──────── Given data ────────

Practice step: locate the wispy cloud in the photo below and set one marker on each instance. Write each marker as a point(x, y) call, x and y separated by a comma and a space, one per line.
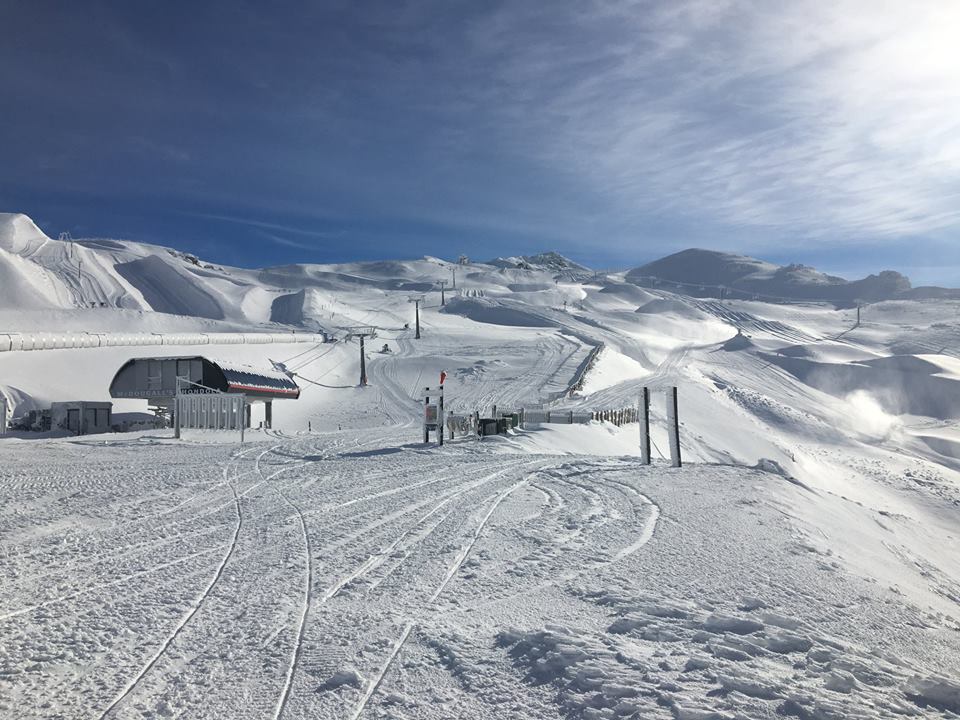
point(828, 120)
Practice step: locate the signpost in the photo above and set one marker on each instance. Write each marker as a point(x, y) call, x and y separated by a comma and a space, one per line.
point(644, 418)
point(673, 425)
point(433, 413)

────────

Without the pictures, return the entries exactly as they appear.

Task result:
Practice step: locate the wispy cloud in the photo below and set one marker on each instance. Write each marker as a point(x, y) call, x and y separated by a comma and a space, one per line.
point(828, 120)
Practice step: locate the signpost in the photo above and set one marker on each instance. Write each marker as a point(x, y) call, x and y separated by a comma and a space, one per line.
point(644, 418)
point(673, 425)
point(433, 413)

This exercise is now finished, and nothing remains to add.